[Document text]:
· · ·

In the world of espionage, some missions require an agent with a unique set of skills, possessing not just bravery but an ability to melt even the most villanious heart. This is a job for C.I.Ape.
In the 1960s, Sean Connery’s James Bond was the gold standard for spy movies. He defined the genre so completely, that his work spawned spoofs. The makers of C.I.Ape clearly had that idea in their crosshairs, and without question they hit their target. Repeatedly.
So thoroughly did the moviemakers bathe their primate parody in hammy, over-the-top, go-big-or-go-home fashion, that one of the characters acknowledges it openly mid-movie.
“Can we accomplish the task before us without bad James Bond dialogue accompanying it?” the chief asks his operatives.
The answer is no. No, they can’t. But that’s because they don’t even try. When the bad guys go for — what else? — world domination, it’s not James Bond or the Dark Knight who must answer. It’s not even Maxwell Smart or Adam West’s Batman. It’s Sam, a computer-generated chimpanzee who leaves bad guys in his hiney-kicking wake asking, “Who was that funky monkey?”
Sam works for the C.I.A. so that makes him the C.I.Ape. His teenage friend, the comedically named Bondi James, also was recruited by the agency to be his all-seeing eyes back at headquarters. Anybody that calls Sam a monkey gets corrected quick, although when Sam does something good, she exclaims that he’s earned his banana.
The bad guys are really bad, a league of arch-villains known as the Council of Crime and led by a comically costumed man who calls himself “Alpha Dog,” though those less afraid of the canine caricature call him Dan. They hide out on Wolf Hound Island, though a land mass in the shape of a dog must be hard to keep secret. It’s up to the C.I.Ape to infiltrate them and sabotage their nefarious aspirations.
It’s not all license to kill and the spy who loved me. There is a touching side to it, Bondi trying to reconnect with her father after losing her mother. Alpha Dog also has a daughter he wants to impress.
There is no spiritual message herein, just some mindless fun and, harmless as it is, merits the Dove-approved Seal for All Ages.
The Dove Take:
The movie’s about a chimp off the old block, who doesn’t monkey around when it comes to saving the future of democracy.

· · ·

[Record excerpts]:
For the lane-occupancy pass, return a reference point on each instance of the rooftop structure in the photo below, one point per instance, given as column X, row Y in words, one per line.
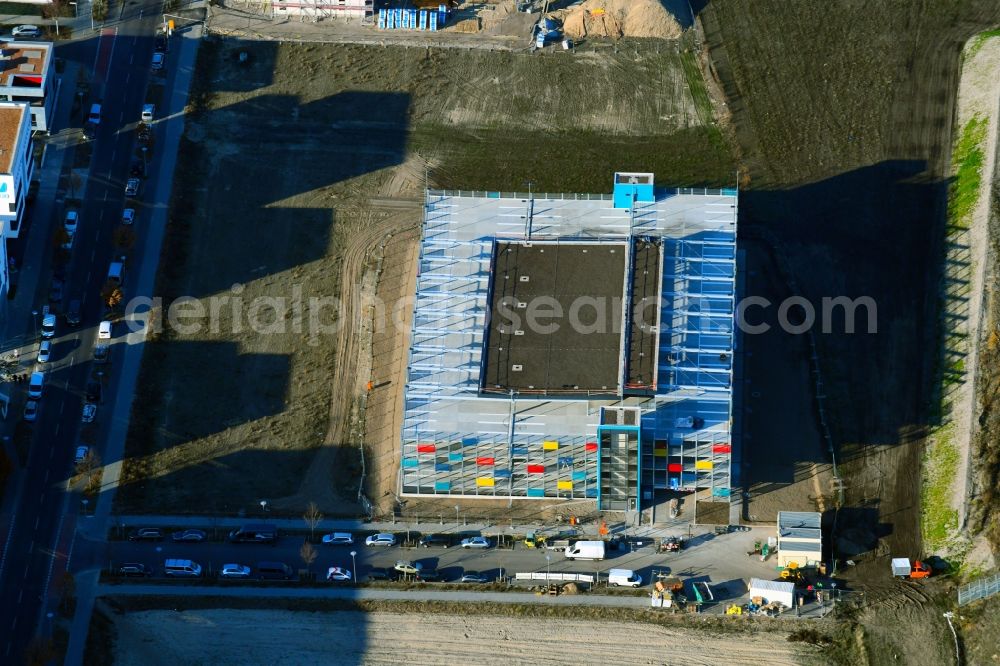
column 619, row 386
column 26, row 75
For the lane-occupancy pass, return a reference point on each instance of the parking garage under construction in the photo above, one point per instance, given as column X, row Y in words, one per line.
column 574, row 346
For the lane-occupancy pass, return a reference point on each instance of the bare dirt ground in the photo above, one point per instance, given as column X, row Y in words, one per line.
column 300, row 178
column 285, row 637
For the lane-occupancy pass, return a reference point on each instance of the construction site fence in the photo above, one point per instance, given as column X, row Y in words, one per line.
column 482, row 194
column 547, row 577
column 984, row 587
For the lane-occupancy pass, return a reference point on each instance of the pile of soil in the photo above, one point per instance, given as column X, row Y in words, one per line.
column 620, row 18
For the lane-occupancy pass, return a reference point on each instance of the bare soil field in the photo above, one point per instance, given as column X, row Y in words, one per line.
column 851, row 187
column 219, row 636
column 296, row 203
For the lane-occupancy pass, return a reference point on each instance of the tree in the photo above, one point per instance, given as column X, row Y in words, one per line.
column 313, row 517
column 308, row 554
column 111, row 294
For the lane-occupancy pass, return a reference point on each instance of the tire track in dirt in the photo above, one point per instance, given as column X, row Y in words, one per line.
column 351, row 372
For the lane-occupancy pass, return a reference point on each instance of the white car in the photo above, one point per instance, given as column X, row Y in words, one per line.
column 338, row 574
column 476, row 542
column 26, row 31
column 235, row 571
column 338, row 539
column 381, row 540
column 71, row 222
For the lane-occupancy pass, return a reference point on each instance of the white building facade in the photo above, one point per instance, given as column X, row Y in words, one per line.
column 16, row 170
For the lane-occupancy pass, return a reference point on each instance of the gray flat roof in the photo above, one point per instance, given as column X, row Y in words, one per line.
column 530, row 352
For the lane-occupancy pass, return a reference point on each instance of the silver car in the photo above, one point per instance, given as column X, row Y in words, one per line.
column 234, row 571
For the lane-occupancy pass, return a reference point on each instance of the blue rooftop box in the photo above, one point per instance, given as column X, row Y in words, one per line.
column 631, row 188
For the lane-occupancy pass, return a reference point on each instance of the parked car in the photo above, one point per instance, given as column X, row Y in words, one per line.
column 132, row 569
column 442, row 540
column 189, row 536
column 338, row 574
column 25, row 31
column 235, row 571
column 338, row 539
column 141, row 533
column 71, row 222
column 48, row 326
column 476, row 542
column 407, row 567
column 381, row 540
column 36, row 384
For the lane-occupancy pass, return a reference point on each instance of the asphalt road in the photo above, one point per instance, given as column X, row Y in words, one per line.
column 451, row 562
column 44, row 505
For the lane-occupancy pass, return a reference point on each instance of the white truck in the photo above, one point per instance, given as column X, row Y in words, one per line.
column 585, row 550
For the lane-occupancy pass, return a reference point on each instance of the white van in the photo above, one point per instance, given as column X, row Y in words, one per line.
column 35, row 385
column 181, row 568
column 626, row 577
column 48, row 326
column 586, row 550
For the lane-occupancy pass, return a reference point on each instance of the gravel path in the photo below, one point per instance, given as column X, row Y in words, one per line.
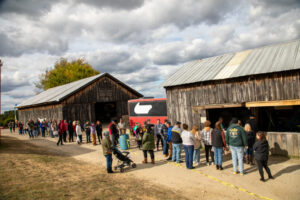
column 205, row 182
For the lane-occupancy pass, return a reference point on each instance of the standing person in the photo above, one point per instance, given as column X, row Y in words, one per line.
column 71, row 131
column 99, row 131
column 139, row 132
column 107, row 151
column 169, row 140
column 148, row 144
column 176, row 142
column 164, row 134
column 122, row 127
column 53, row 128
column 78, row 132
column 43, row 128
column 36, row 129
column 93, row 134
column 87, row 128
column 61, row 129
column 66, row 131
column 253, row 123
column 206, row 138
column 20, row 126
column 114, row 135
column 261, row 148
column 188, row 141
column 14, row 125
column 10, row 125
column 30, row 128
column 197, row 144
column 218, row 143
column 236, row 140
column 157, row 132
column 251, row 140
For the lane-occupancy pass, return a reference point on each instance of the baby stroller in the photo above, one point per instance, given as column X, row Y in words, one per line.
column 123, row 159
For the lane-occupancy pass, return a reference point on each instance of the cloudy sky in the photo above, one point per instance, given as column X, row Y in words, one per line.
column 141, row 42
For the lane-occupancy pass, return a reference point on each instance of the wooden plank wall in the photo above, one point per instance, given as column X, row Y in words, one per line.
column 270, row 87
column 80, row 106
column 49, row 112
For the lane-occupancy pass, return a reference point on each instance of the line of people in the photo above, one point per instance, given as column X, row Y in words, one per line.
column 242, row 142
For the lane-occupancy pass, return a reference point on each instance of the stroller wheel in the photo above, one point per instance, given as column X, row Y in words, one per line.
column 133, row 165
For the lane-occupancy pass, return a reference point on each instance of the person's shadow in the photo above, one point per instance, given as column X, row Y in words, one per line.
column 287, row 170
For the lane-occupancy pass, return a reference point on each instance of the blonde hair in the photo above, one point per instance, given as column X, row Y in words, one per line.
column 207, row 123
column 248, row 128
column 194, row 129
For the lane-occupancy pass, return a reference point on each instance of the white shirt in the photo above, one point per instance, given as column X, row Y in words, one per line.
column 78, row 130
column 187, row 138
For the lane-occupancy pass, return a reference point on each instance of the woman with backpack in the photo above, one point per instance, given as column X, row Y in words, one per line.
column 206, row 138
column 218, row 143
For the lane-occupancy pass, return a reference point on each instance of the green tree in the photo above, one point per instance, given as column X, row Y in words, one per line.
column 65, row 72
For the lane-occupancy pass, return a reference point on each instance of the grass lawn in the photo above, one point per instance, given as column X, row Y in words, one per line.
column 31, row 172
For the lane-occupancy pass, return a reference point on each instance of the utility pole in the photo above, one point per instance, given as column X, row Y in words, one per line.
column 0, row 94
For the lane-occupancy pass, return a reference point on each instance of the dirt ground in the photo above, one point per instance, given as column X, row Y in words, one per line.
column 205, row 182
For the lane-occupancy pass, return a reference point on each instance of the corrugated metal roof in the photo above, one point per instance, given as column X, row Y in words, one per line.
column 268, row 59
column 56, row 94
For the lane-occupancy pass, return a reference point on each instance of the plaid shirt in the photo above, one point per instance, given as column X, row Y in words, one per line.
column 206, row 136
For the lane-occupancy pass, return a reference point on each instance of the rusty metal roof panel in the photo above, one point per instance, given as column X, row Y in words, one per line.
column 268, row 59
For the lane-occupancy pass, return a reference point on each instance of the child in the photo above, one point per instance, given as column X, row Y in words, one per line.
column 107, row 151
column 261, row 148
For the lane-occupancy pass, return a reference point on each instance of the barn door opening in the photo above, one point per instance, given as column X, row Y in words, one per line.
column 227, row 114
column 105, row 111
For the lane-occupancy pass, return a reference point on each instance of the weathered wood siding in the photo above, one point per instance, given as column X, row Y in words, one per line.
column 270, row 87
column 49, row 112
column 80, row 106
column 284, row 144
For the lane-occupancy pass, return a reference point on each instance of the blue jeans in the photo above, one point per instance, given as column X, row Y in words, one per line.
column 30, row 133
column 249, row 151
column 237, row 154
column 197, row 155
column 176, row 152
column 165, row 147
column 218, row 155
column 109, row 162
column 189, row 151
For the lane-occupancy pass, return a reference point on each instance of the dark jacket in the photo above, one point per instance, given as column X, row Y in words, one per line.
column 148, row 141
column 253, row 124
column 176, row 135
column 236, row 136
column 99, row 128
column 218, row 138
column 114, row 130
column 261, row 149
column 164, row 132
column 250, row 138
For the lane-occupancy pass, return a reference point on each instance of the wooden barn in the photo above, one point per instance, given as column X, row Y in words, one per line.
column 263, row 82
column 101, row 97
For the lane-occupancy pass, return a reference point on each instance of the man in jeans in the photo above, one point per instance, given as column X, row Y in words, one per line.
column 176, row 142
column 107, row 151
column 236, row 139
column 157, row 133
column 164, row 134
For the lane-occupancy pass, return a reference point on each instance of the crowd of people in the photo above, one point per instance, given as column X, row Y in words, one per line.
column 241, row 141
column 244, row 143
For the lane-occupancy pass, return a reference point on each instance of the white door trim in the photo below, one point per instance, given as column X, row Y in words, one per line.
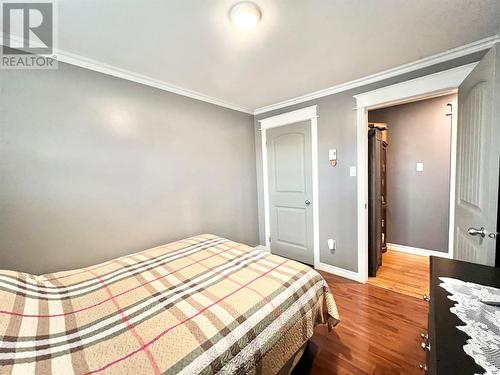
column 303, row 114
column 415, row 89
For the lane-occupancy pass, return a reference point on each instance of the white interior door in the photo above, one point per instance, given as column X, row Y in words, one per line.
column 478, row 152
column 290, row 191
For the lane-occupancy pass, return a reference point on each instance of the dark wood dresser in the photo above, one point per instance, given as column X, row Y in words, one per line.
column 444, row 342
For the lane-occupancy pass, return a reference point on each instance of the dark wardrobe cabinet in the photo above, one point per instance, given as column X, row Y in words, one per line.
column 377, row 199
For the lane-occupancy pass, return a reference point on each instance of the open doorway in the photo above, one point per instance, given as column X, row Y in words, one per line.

· · ·

[Work order 1]:
Do these statements agree with the C.I.Ape review? (a) Sam is a computer-generated chimpanzee. (b) Bondi James works beside Sam in the field. (c) The review says the movie carries a spiritual message.
[Work order 2]:
Reproduce everything in the C.I.Ape review from "The bad guys are" down to "for All Ages.".

[Your response 1]:
(a) Yes: "It’s Sam, a computer-generated chimpanzee"
(b) No: "recruited by the agency to be his all-seeing eyes back at headquarters"
(c) No: "There is no spiritual message herein"

[Your response 2]:
The bad guys are really bad, a league of arch-villains known as the Council of Crime and led by a comically costumed man who calls himself “Alpha Dog,” though those less afraid of the canine caricature call him Dan. They hide out on Wolf Hound Island, though a land mass in the shape of a dog must be hard to keep secret. It’s up to the C.I.Ape to infiltrate them and sabotage their nefarious aspirations.
It’s not all license to kill and the spy who loved me. There is a touching side to it, Bondi trying to reconnect with her father after losing her mother. Alpha Dog also has a daughter he wants to impress.
There is no spiritual message herein, just some mindless fun and, harmless as it is, merits the Dove-approved Seal for All Ages.